WHAT IS REQUIRED =
Without the pictures, set down the records below word for word.

AVAILABLE DATA =
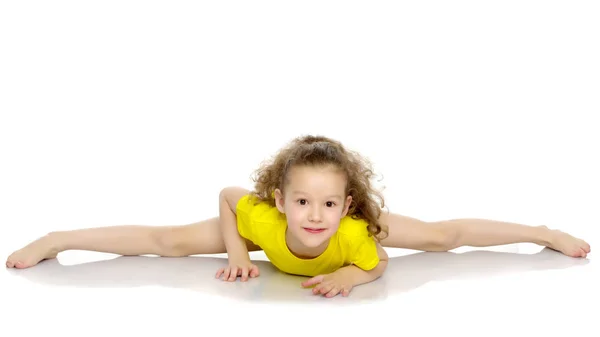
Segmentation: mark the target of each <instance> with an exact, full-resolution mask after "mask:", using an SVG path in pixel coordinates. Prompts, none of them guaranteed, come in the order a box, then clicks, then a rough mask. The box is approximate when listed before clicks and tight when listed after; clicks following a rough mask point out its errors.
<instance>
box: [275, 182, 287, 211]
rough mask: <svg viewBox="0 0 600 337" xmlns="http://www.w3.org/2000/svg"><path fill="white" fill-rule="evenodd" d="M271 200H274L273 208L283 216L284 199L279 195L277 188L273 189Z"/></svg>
mask: <svg viewBox="0 0 600 337" xmlns="http://www.w3.org/2000/svg"><path fill="white" fill-rule="evenodd" d="M273 198H274V199H275V206H277V209H278V210H279V212H281V213H284V214H285V210H284V208H283V206H284V198H283V193H281V190H280V189H278V188H276V189H275V192H273Z"/></svg>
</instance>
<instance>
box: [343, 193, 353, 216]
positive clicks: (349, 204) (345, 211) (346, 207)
mask: <svg viewBox="0 0 600 337" xmlns="http://www.w3.org/2000/svg"><path fill="white" fill-rule="evenodd" d="M351 204H352V196H351V195H349V196H347V197H346V202H345V203H344V205H345V206H344V210H343V212H342V218H343V217H345V216H346V215H347V214H348V210H350V205H351Z"/></svg>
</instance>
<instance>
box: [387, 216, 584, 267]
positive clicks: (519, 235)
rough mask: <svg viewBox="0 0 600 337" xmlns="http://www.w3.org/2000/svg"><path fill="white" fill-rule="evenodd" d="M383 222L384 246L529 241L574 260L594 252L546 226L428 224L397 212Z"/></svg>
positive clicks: (521, 224)
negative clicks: (566, 255) (590, 252)
mask: <svg viewBox="0 0 600 337" xmlns="http://www.w3.org/2000/svg"><path fill="white" fill-rule="evenodd" d="M381 221H382V222H383V223H384V224H385V225H387V226H388V229H389V235H388V237H387V238H385V239H383V240H382V244H383V246H384V247H397V248H407V249H416V250H423V251H448V250H452V249H455V248H458V247H463V246H471V247H487V246H496V245H505V244H513V243H520V242H528V243H535V244H538V245H540V246H546V247H549V248H551V249H554V250H557V251H560V252H561V253H563V254H565V255H568V256H572V257H586V256H587V254H588V253H589V252H590V251H591V249H590V245H589V244H588V243H587V242H585V241H583V240H581V239H578V238H575V237H573V236H571V235H570V234H567V233H564V232H561V231H559V230H551V229H549V228H548V227H546V226H529V225H525V224H519V223H513V222H504V221H496V220H488V219H470V218H466V219H452V220H443V221H434V222H425V221H421V220H418V219H414V218H410V217H407V216H402V215H399V214H394V213H388V214H386V213H383V214H382V217H381Z"/></svg>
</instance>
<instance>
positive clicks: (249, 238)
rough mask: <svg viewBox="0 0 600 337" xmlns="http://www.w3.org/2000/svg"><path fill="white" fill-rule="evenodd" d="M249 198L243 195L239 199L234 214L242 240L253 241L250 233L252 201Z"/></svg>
mask: <svg viewBox="0 0 600 337" xmlns="http://www.w3.org/2000/svg"><path fill="white" fill-rule="evenodd" d="M249 197H250V196H249V195H245V196H243V197H242V198H240V200H239V201H238V203H237V205H236V207H235V208H236V210H235V212H236V218H237V229H238V232H239V233H240V235H241V236H242V237H243V238H246V239H248V240H250V241H254V240H253V239H254V234H253V233H252V221H251V220H250V212H251V210H252V207H253V201H252V200H251V199H250V198H249Z"/></svg>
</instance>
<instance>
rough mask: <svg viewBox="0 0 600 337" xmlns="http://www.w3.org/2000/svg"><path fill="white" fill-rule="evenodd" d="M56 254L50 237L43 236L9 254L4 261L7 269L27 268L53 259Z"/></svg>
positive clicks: (50, 237) (54, 247) (52, 243)
mask: <svg viewBox="0 0 600 337" xmlns="http://www.w3.org/2000/svg"><path fill="white" fill-rule="evenodd" d="M57 254H58V249H56V248H55V246H54V244H53V242H52V238H51V237H50V235H46V236H43V237H41V238H39V239H37V240H35V241H33V242H31V243H30V244H28V245H27V246H25V247H23V248H21V249H19V250H17V251H15V252H14V253H12V254H10V256H9V257H8V259H7V260H6V267H8V268H18V269H23V268H29V267H33V266H35V265H36V264H38V263H39V262H40V261H42V260H47V259H53V258H55V257H56V255H57Z"/></svg>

RESPONSE TO THIS TASK =
Segmentation: mark the target of each <instance> with an exact, full-resolution mask after "mask:", using an SVG path in pixel coordinates. Prompts, none of them guaranteed, come in the order a box, then clicks, then a rough mask. The box is approximate when listed before clicks and tight when listed after; clicks following a rough mask point out its errors.
<instance>
box: [275, 182, 287, 211]
rough mask: <svg viewBox="0 0 600 337" xmlns="http://www.w3.org/2000/svg"><path fill="white" fill-rule="evenodd" d="M271 200H274L273 208L283 216L284 199L279 195L277 188L273 189Z"/></svg>
mask: <svg viewBox="0 0 600 337" xmlns="http://www.w3.org/2000/svg"><path fill="white" fill-rule="evenodd" d="M273 198H274V199H275V206H277V209H278V210H279V212H281V213H284V214H285V210H284V208H283V206H284V198H283V193H281V190H280V189H278V188H276V189H275V192H273Z"/></svg>
</instance>
<instance>
box: [343, 193, 353, 216]
positive clicks: (349, 204) (345, 211) (346, 207)
mask: <svg viewBox="0 0 600 337" xmlns="http://www.w3.org/2000/svg"><path fill="white" fill-rule="evenodd" d="M351 204H352V196H351V195H349V196H347V197H346V202H345V203H344V205H345V206H344V210H343V212H342V218H343V217H345V216H346V215H347V214H348V210H350V205H351Z"/></svg>
</instance>
<instance>
box: [387, 216, 584, 267]
positive clicks: (519, 235)
rough mask: <svg viewBox="0 0 600 337" xmlns="http://www.w3.org/2000/svg"><path fill="white" fill-rule="evenodd" d="M383 222L384 246L529 241L574 260L594 252L546 226L428 224L397 212Z"/></svg>
positive clicks: (521, 224)
negative clicks: (566, 255) (590, 252)
mask: <svg viewBox="0 0 600 337" xmlns="http://www.w3.org/2000/svg"><path fill="white" fill-rule="evenodd" d="M381 221H382V222H383V223H384V224H385V225H387V226H388V229H389V235H388V237H387V238H385V239H383V240H382V244H383V246H384V247H397V248H407V249H416V250H423V251H448V250H452V249H455V248H458V247H463V246H471V247H487V246H496V245H505V244H513V243H520V242H528V243H535V244H538V245H540V246H546V247H549V248H551V249H554V250H557V251H560V252H561V253H563V254H565V255H568V256H572V257H586V256H587V254H588V253H589V252H590V251H591V249H590V245H589V244H588V243H587V242H585V241H583V240H581V239H578V238H575V237H573V236H571V235H570V234H567V233H564V232H561V231H559V230H551V229H549V228H548V227H546V226H529V225H525V224H519V223H513V222H504V221H496V220H488V219H470V218H466V219H452V220H443V221H434V222H425V221H421V220H418V219H414V218H410V217H407V216H402V215H399V214H394V213H388V214H386V213H383V214H382V217H381Z"/></svg>
</instance>
<instance>
positive clicks: (249, 238)
rough mask: <svg viewBox="0 0 600 337" xmlns="http://www.w3.org/2000/svg"><path fill="white" fill-rule="evenodd" d="M249 198L243 195L239 199L234 214L242 240L253 241L250 233L252 201Z"/></svg>
mask: <svg viewBox="0 0 600 337" xmlns="http://www.w3.org/2000/svg"><path fill="white" fill-rule="evenodd" d="M249 197H250V196H249V195H245V196H243V197H242V198H240V200H239V201H238V203H237V205H236V207H235V208H236V210H235V212H236V218H237V229H238V232H239V233H240V235H241V236H242V237H243V238H246V239H248V240H250V241H254V240H253V239H254V234H253V233H252V221H251V220H250V212H251V210H252V207H253V201H252V200H251V199H250V198H249Z"/></svg>
</instance>
<instance>
rough mask: <svg viewBox="0 0 600 337" xmlns="http://www.w3.org/2000/svg"><path fill="white" fill-rule="evenodd" d="M56 254L50 237L43 236L9 254L4 261L7 269L27 268L53 259Z"/></svg>
positive clicks: (50, 237) (54, 247) (52, 243)
mask: <svg viewBox="0 0 600 337" xmlns="http://www.w3.org/2000/svg"><path fill="white" fill-rule="evenodd" d="M57 254H58V249H56V248H55V246H54V244H53V242H52V238H51V237H50V235H46V236H43V237H41V238H39V239H37V240H35V241H33V242H31V243H30V244H28V245H27V246H25V247H23V248H21V249H19V250H17V251H15V252H14V253H12V254H10V256H9V257H8V259H7V260H6V267H8V268H18V269H23V268H29V267H33V266H35V265H36V264H38V263H39V262H40V261H42V260H47V259H53V258H55V257H56V255H57Z"/></svg>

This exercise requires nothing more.